--- start of Raw data ---

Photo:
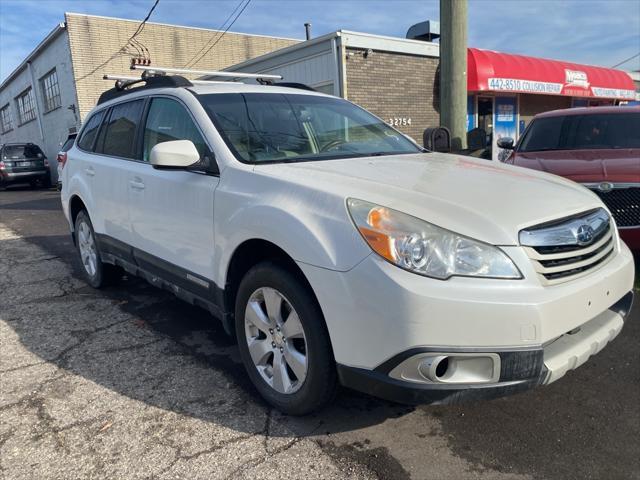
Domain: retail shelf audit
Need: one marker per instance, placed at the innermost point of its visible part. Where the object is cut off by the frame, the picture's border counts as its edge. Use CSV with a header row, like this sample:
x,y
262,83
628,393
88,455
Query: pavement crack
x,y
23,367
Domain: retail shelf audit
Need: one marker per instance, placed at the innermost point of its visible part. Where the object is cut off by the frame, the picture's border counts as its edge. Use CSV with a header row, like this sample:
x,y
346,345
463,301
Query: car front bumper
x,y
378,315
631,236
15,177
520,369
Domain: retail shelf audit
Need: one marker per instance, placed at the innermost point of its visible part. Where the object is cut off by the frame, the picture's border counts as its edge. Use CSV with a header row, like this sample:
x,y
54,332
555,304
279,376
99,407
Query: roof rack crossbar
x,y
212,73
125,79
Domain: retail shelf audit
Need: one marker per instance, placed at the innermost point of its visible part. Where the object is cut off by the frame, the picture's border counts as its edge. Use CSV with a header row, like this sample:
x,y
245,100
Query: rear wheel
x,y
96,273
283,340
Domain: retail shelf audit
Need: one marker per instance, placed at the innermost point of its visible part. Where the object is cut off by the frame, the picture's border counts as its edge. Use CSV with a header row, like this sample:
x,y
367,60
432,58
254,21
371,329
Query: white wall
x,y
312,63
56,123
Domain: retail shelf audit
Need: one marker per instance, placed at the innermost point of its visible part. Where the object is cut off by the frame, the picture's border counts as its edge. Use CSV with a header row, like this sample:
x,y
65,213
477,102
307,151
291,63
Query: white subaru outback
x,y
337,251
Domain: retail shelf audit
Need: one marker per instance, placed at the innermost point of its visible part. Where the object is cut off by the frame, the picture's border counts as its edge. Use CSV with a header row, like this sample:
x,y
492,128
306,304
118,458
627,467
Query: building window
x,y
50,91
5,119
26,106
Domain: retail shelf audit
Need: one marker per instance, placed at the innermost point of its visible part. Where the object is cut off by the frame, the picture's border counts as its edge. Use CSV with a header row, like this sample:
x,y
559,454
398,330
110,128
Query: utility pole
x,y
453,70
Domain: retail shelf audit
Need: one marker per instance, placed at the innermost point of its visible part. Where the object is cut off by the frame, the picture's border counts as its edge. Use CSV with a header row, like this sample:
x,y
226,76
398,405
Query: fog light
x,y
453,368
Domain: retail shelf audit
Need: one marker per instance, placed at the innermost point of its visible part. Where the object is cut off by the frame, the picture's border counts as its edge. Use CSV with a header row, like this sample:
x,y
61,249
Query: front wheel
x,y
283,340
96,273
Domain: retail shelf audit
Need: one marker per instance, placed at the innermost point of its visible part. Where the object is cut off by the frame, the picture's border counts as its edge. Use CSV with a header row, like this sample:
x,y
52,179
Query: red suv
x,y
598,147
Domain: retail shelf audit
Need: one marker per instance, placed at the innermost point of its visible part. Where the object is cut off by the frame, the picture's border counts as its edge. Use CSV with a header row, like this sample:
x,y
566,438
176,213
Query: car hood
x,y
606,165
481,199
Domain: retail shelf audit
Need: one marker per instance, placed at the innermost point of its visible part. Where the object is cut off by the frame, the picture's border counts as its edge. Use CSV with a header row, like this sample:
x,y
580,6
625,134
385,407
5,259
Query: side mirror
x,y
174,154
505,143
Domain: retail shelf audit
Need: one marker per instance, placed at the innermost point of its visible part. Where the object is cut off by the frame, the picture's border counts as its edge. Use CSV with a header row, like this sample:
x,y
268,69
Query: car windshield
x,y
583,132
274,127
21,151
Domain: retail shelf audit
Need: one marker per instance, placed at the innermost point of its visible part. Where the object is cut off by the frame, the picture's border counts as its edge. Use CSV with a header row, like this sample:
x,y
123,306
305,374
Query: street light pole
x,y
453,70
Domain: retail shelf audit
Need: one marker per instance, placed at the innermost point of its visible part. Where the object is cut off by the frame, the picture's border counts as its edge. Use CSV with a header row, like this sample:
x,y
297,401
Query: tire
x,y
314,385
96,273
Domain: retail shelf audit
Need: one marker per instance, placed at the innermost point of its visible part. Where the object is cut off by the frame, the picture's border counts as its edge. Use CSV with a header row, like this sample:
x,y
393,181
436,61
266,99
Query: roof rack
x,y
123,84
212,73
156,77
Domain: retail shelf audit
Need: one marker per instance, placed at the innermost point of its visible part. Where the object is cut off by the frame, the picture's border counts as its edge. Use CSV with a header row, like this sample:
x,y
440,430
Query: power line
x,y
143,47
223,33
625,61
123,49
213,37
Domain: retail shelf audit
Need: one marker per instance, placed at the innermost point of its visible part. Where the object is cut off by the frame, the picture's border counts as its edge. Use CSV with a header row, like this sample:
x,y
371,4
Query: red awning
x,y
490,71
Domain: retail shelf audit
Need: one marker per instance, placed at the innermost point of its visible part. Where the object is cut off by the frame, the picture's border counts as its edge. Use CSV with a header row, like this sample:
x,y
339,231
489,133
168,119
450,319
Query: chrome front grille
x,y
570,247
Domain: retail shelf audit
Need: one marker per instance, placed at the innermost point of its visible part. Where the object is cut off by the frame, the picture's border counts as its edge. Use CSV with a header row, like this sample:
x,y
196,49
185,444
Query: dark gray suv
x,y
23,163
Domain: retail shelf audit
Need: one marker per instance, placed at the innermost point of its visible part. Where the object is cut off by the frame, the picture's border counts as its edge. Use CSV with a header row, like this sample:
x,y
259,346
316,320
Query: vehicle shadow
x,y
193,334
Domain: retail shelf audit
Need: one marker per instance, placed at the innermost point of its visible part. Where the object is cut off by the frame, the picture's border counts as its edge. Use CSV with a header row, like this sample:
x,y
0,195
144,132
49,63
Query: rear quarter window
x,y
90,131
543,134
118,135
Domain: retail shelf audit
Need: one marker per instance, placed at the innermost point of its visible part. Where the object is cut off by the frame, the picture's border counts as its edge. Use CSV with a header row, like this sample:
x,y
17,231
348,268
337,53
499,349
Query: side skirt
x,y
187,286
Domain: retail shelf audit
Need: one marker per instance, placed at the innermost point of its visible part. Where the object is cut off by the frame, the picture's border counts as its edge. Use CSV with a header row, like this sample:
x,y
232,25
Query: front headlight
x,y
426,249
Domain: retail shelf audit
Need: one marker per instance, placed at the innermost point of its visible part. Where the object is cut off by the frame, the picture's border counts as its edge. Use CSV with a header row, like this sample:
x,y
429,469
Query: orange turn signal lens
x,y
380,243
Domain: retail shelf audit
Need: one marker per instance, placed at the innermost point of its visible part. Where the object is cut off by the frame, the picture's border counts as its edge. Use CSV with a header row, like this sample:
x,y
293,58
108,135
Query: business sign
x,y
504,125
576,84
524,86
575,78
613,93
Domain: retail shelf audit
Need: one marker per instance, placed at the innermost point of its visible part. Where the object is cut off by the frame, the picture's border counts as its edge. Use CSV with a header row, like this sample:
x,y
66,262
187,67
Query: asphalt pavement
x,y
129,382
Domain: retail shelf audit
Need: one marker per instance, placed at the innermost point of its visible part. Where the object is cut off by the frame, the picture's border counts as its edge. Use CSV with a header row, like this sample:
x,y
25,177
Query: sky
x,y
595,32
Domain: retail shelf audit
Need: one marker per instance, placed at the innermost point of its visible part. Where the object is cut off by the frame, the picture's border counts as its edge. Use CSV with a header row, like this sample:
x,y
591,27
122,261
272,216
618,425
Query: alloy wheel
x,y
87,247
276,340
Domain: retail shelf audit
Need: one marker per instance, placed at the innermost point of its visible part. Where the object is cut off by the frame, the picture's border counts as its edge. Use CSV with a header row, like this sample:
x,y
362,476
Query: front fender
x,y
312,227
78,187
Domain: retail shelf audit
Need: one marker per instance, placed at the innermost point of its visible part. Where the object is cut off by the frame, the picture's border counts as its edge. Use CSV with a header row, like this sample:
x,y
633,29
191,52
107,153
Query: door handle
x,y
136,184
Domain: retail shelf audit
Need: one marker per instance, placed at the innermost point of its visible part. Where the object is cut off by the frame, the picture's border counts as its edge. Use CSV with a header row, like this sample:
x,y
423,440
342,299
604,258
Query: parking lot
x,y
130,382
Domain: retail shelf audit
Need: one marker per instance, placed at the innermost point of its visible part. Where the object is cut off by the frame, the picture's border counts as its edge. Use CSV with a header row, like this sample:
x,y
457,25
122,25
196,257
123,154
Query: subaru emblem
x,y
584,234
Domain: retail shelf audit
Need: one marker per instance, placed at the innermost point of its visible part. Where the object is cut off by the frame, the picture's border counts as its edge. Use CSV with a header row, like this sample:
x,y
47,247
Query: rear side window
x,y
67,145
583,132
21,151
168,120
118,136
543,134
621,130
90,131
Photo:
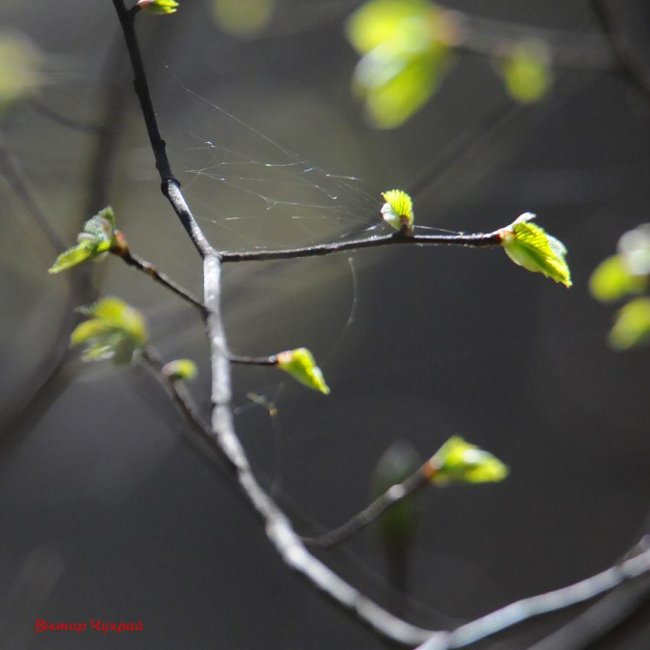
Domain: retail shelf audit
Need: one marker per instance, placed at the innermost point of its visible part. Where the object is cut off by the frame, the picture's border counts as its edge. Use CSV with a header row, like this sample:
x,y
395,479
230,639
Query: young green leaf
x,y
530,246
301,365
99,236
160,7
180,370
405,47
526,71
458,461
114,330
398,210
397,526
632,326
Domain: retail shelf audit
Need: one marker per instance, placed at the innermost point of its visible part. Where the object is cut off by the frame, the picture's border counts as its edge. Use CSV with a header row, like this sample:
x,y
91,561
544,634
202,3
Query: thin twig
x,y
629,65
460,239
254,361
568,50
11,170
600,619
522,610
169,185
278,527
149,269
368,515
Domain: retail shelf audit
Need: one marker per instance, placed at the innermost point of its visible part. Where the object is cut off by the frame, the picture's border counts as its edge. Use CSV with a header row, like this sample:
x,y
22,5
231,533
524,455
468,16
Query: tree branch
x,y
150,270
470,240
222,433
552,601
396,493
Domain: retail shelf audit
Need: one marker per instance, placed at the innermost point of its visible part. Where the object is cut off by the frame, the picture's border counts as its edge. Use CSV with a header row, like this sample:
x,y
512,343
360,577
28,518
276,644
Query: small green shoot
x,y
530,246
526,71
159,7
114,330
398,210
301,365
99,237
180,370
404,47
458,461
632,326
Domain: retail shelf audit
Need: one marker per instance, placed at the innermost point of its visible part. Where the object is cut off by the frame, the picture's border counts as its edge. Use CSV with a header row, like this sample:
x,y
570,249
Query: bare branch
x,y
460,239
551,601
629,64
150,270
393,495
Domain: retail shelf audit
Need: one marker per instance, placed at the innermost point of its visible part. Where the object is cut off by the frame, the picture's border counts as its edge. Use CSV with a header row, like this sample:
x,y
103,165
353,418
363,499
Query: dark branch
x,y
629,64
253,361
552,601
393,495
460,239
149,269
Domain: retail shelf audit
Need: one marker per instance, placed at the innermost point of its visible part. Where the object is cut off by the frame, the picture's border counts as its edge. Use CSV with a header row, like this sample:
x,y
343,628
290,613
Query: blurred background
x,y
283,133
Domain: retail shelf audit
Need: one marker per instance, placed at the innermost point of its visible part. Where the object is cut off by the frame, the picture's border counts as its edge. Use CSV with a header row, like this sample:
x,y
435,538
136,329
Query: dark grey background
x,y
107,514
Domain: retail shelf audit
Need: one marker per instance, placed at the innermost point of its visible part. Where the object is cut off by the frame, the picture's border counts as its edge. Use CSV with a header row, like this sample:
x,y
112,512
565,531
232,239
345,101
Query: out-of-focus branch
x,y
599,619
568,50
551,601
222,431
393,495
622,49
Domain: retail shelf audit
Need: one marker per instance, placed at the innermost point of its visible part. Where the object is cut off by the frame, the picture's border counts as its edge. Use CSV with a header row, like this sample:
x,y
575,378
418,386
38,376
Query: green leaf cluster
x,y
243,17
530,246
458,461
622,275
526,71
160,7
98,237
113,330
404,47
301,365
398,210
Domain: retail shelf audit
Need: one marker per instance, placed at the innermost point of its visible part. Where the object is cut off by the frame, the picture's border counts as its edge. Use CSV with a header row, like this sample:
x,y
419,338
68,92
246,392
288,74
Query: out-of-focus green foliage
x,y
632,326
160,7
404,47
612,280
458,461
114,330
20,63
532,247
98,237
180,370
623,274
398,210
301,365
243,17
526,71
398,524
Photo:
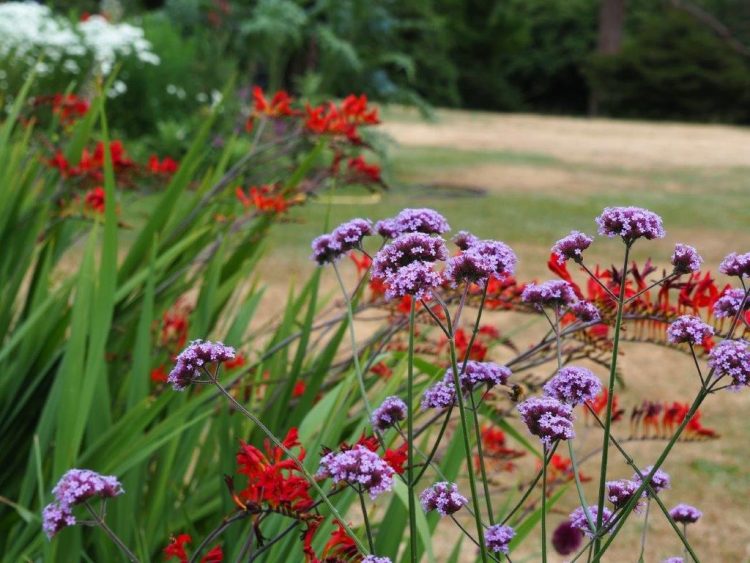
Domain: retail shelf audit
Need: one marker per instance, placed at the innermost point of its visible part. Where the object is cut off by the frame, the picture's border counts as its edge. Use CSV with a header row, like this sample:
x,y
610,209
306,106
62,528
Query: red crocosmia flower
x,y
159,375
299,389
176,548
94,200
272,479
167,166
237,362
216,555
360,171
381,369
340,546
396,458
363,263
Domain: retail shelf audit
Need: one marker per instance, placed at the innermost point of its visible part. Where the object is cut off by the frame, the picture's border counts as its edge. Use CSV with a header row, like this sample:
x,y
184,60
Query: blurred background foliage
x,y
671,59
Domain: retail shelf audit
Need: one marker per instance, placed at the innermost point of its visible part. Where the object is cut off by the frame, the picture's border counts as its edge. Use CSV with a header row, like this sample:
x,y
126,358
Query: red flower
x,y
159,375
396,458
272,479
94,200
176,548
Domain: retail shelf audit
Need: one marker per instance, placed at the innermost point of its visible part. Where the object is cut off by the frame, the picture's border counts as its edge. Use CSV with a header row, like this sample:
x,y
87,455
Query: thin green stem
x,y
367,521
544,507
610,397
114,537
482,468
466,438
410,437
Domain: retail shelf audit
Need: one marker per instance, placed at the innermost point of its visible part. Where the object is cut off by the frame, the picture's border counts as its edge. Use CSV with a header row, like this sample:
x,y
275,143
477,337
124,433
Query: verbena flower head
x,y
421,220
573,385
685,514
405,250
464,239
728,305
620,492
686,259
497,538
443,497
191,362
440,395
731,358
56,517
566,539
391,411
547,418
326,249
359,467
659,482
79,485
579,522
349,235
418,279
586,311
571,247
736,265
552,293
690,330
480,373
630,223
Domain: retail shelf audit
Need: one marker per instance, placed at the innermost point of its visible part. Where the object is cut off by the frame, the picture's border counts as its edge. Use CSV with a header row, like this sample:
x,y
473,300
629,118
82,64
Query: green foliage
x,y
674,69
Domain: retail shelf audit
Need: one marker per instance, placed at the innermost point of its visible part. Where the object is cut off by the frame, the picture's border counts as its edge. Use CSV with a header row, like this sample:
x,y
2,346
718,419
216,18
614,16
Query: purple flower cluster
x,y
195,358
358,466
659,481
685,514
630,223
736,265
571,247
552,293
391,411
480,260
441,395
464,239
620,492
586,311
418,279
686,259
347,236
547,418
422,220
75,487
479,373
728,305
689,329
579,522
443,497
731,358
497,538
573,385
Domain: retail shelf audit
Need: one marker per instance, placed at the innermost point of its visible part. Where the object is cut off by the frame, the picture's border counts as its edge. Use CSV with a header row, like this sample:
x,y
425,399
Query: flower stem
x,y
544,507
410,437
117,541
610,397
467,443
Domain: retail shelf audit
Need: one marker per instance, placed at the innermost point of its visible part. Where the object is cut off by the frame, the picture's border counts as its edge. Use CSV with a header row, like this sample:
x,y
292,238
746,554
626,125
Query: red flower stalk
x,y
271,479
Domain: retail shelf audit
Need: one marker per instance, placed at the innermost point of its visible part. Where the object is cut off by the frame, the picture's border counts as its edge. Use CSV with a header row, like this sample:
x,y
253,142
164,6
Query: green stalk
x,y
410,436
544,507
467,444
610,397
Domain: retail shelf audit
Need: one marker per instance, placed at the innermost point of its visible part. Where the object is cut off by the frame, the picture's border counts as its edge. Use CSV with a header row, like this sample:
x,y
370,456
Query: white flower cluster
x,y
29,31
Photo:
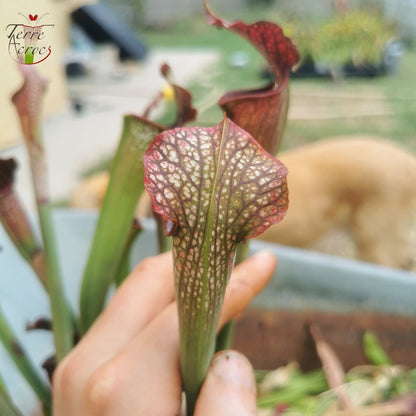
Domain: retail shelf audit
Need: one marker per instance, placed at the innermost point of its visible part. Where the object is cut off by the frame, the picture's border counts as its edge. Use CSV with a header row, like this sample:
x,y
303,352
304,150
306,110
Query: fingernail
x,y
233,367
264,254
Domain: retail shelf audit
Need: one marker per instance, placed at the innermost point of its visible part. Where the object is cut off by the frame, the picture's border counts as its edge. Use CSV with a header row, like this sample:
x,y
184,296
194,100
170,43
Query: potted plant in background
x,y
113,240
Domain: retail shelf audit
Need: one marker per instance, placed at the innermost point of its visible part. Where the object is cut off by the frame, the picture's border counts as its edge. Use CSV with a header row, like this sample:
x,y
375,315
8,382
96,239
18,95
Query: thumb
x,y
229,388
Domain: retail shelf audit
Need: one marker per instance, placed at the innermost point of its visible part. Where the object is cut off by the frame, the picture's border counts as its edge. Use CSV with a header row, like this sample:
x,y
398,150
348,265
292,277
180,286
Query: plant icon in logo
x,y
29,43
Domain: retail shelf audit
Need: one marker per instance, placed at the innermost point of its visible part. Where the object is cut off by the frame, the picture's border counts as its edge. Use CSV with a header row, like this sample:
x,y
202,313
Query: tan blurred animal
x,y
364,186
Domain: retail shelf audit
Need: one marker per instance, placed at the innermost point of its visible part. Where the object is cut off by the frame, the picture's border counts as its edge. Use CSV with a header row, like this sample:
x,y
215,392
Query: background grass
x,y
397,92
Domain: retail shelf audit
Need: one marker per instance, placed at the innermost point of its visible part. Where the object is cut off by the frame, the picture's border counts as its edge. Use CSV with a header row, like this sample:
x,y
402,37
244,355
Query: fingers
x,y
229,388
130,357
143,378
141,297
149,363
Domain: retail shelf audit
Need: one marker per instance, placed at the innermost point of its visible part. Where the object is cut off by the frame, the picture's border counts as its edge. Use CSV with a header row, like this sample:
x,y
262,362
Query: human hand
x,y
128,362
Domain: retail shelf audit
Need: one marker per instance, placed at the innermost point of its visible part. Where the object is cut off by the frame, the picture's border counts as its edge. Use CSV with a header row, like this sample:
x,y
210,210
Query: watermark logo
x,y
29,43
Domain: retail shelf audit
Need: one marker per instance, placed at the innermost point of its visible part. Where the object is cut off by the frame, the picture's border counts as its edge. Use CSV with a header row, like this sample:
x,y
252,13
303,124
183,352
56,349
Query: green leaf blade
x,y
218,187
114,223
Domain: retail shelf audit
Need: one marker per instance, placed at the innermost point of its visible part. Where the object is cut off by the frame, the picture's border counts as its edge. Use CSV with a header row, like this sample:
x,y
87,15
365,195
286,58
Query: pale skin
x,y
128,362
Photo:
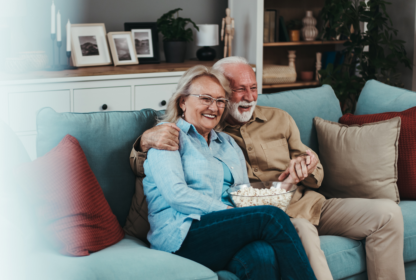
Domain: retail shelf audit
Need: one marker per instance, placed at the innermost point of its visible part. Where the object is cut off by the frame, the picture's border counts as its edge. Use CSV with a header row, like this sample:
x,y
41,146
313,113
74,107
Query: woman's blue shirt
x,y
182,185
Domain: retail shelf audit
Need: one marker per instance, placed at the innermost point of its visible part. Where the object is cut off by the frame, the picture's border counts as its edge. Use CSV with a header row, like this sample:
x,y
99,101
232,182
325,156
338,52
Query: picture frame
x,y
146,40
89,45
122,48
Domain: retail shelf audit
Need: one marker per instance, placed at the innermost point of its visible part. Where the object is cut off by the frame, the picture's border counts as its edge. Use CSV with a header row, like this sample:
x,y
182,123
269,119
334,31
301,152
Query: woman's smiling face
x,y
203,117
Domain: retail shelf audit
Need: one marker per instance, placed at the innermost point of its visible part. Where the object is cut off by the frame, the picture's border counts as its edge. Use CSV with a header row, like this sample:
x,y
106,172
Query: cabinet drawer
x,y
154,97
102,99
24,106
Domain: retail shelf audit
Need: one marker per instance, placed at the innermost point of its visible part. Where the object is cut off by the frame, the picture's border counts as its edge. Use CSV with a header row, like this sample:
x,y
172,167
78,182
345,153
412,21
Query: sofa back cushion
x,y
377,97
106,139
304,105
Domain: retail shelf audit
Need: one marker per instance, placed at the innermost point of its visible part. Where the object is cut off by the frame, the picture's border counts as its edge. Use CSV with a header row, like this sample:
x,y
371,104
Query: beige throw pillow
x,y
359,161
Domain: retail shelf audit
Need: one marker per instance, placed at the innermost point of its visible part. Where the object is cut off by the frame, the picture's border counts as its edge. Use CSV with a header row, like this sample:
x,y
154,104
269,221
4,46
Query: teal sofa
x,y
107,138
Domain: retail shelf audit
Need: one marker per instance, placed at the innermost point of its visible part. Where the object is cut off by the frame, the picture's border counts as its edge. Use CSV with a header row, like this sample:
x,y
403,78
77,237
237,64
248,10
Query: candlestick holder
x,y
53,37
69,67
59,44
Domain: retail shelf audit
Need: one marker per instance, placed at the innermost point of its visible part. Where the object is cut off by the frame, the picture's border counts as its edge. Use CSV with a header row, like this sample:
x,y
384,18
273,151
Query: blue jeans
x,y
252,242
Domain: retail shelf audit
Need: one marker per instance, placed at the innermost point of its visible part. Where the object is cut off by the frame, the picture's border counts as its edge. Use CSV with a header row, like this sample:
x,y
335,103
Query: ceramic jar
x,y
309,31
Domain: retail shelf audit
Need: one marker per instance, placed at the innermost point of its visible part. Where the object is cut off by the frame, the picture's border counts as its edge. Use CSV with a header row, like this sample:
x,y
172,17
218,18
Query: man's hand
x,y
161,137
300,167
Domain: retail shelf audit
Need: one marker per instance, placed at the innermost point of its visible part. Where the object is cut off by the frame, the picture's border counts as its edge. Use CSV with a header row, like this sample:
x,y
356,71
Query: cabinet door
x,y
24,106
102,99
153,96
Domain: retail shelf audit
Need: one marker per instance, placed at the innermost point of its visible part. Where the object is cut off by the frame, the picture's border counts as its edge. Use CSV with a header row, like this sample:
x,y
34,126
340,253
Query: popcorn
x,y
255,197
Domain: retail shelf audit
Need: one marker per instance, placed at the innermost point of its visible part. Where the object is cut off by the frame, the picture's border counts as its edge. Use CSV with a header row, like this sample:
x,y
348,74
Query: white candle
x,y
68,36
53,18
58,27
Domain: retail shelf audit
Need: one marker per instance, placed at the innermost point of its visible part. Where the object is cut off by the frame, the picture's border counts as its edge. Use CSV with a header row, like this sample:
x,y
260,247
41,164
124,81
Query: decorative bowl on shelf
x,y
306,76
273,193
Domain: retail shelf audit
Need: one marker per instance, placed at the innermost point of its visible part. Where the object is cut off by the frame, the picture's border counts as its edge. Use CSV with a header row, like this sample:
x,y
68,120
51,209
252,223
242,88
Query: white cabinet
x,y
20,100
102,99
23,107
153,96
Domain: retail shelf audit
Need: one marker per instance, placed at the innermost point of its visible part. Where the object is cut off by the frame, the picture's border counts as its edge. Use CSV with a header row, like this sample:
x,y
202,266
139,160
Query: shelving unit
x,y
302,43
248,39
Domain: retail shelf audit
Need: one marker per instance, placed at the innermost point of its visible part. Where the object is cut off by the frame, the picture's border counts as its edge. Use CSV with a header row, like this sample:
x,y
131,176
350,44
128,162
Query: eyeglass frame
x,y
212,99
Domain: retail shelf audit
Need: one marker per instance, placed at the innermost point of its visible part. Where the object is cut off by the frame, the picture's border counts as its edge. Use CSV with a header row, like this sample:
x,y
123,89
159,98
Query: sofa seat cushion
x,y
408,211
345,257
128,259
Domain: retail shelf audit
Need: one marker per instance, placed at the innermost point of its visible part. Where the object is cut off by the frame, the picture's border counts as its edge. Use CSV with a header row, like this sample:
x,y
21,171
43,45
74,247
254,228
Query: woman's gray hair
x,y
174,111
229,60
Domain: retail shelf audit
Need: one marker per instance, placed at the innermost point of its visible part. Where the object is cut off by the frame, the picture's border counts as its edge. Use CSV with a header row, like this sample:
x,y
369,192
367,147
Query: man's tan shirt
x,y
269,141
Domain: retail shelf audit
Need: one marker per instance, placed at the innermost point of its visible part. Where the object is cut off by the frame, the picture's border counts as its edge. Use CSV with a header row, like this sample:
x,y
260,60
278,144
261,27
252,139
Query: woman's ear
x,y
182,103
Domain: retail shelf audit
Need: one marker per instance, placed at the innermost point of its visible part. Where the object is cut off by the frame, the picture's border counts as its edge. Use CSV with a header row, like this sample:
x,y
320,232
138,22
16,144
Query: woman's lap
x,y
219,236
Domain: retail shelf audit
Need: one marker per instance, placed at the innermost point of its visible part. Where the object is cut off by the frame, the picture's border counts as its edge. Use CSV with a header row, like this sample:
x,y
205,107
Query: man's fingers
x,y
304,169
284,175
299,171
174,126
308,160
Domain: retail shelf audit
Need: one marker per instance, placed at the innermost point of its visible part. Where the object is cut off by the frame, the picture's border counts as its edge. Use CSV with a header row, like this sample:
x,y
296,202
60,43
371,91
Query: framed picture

--- end of Raw data ---

Prompt:
Select every line of the records that contains the word "background", and copy each of those lines.

In response:
Query: blurred background
Query: dark grey background
Query: blurred background foliage
Query: potted plant in background
Query: background grass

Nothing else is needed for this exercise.